═════ DATA TO USE ═════

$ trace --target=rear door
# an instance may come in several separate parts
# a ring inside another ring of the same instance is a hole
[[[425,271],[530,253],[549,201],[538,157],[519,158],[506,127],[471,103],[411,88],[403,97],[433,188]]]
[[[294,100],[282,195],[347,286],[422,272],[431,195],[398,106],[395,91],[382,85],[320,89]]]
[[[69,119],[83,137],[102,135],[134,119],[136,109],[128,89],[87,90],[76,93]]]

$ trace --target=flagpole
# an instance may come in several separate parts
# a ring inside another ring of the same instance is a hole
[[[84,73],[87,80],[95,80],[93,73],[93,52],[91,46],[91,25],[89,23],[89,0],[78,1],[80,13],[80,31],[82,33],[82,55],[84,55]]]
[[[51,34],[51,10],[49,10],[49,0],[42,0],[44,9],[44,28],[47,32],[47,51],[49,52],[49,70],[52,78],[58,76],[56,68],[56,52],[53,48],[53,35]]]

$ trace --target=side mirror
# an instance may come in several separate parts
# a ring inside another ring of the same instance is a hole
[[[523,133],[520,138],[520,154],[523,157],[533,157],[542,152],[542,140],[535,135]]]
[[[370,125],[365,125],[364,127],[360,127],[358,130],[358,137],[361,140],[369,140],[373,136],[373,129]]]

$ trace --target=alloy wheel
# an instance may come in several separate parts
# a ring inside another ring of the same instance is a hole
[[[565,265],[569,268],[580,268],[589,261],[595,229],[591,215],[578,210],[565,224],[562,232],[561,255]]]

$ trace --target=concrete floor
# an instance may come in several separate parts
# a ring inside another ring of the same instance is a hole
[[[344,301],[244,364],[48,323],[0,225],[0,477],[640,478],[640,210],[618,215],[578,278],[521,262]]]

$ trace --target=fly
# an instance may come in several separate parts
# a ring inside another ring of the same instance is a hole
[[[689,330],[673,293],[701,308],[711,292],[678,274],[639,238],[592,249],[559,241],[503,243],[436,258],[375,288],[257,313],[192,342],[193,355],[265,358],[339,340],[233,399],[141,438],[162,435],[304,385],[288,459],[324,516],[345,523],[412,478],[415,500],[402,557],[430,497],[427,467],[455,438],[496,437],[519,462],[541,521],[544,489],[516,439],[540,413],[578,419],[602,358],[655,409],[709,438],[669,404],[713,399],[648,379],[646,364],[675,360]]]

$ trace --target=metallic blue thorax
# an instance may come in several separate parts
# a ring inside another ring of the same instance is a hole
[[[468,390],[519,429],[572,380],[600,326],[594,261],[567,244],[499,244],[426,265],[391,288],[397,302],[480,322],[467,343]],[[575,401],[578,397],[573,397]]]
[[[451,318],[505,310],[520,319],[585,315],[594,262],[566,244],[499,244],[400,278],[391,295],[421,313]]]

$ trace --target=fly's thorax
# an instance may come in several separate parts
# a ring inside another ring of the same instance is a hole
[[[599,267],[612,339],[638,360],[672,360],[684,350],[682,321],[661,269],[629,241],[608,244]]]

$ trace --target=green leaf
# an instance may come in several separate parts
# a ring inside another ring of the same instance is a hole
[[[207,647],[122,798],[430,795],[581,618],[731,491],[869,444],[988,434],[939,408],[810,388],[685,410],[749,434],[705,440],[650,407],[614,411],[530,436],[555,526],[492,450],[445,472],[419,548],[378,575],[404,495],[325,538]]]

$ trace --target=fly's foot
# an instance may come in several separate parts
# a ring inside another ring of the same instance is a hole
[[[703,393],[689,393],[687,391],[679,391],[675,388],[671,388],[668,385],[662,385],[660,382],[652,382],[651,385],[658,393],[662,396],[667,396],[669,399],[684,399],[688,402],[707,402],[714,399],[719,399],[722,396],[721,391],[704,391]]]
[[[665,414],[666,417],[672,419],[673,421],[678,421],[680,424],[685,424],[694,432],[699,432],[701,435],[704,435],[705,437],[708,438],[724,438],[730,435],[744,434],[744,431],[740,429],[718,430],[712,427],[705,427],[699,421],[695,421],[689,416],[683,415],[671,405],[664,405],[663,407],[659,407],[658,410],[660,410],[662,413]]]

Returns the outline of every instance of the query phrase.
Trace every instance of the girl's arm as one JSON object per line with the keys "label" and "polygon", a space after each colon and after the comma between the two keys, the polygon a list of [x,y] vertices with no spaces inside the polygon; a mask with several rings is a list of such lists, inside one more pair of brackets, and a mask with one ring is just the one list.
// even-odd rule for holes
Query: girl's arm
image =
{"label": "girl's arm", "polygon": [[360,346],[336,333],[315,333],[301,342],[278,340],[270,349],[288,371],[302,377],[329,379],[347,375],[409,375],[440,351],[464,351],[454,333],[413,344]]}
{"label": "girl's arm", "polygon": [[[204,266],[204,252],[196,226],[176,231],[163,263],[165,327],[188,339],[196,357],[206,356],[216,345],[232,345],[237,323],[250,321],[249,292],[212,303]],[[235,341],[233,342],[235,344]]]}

═════

PROBLEM: Please reproduce all of the records exactly as they stand.

SOLUTION TO THIS EXERCISE:
$ trace --target=rear door
# an instance may come in several separate parts
# a ring inside another ring of the same instance is a hole
[[[425,271],[530,253],[549,201],[538,157],[519,158],[506,127],[471,103],[411,88],[403,97],[433,188]]]
[[[294,100],[282,195],[347,286],[422,272],[431,195],[398,106],[395,91],[382,85],[320,89]]]
[[[69,119],[83,137],[102,135],[134,119],[136,109],[128,89],[87,90],[76,93]]]

$ trace --target=flagpole
# an instance may come in several separate parts
# a ring inside another ring of the same instance is a hole
[[[84,73],[87,80],[95,80],[93,73],[93,52],[91,46],[91,25],[89,23],[89,0],[78,1],[80,13],[80,31],[82,33],[82,55],[84,55]]]
[[[51,34],[51,10],[49,10],[49,0],[42,0],[44,9],[44,28],[47,32],[47,51],[49,52],[49,70],[52,78],[58,76],[56,68],[56,52],[53,48],[53,35]]]

$ trace --target=side mirror
# an instance may come in several separate parts
# a ring inside another ring of the same instance is a hole
[[[523,133],[520,138],[520,154],[523,157],[533,157],[542,152],[542,140],[535,135]]]
[[[370,125],[365,125],[364,127],[360,127],[358,130],[358,137],[361,140],[369,140],[373,136],[373,129]]]

$ trace --target=alloy wheel
# an instance may come in several separate parts
# a ring inside another ring of the same instance is a hole
[[[565,265],[569,268],[580,268],[589,261],[595,229],[591,215],[578,210],[565,224],[562,232],[561,255]]]

$ trace --target=concrete floor
# an instance may come in several separate parts
# a ring inside another ring of the same instance is a hole
[[[344,301],[244,364],[48,323],[0,225],[0,477],[640,478],[640,210],[618,215],[578,278],[521,262]]]

$ trace --target=fly
# an instance may come in several separate parts
# a ring inside another ring of the same instance is a hole
[[[689,330],[673,293],[701,308],[711,292],[678,274],[639,238],[592,249],[559,241],[503,243],[436,258],[375,288],[257,313],[192,342],[193,355],[265,358],[339,340],[233,399],[141,438],[162,435],[304,385],[288,459],[324,516],[345,523],[412,478],[415,500],[402,557],[430,497],[427,467],[455,438],[496,437],[519,462],[541,521],[544,489],[516,439],[540,413],[578,419],[602,358],[655,409],[709,438],[669,404],[713,399],[648,379],[646,364],[675,360]]]

$ trace --target=metallic blue thorax
# an instance may come in several separate parts
# a ring inside another ring of the same instance is a hole
[[[468,390],[519,429],[572,380],[600,326],[594,261],[567,244],[499,244],[426,265],[391,288],[397,302],[480,322],[467,343]],[[575,401],[578,397],[573,397]]]
[[[451,318],[505,310],[520,319],[585,315],[594,262],[566,244],[499,244],[400,278],[391,295],[421,313]]]

$ trace --target=fly's thorax
# an instance may come in several separate parts
# a ring inside another ring of the same instance is a hole
[[[599,267],[612,339],[638,360],[672,360],[684,350],[682,321],[661,269],[629,241],[608,244]]]

$ trace --target=green leaf
# an instance may come in several separate parts
# a ring inside another ring of the same instance is a hole
[[[207,647],[122,798],[430,795],[581,618],[731,491],[869,444],[988,434],[939,408],[810,388],[685,410],[749,434],[705,440],[650,407],[614,411],[530,436],[555,526],[492,450],[445,472],[419,548],[378,575],[404,495],[325,538]]]

$ trace --target=fly's foot
# an instance may come in several separate parts
# a ring inside another ring of the same instance is a hole
[[[703,393],[689,393],[687,391],[679,391],[675,388],[671,388],[668,385],[662,385],[660,382],[652,382],[651,385],[658,393],[662,396],[667,396],[669,399],[684,399],[688,402],[707,402],[714,399],[719,399],[722,396],[721,391],[704,391]]]
[[[665,414],[666,417],[672,419],[673,421],[678,421],[680,424],[685,424],[694,432],[699,432],[701,435],[704,435],[705,437],[708,438],[724,438],[730,435],[744,434],[744,431],[740,429],[718,430],[712,427],[705,427],[699,421],[695,421],[689,416],[683,415],[671,405],[664,405],[663,407],[659,407],[658,410],[660,410],[662,413]]]

Returns the outline of every instance of the query phrase.
Trace every instance of the girl's arm as one JSON object per line with the keys "label" and "polygon", a space after each colon and after the comma between the two keys, the polygon a list of [x,y] vertices with no spaces inside the polygon; a mask with several rings is a list of such lists, inside one more pair of brackets, and a mask with one ring is just the one list.
// even-odd rule for holes
Query: girl's arm
image =
{"label": "girl's arm", "polygon": [[360,346],[336,333],[315,333],[301,342],[278,340],[270,349],[288,371],[302,377],[329,379],[347,375],[409,375],[440,351],[464,351],[454,333],[413,344]]}
{"label": "girl's arm", "polygon": [[[204,266],[204,252],[196,226],[176,231],[163,263],[165,327],[188,339],[196,357],[206,356],[216,345],[232,345],[237,323],[250,321],[249,292],[212,303]],[[235,341],[233,342],[235,344]]]}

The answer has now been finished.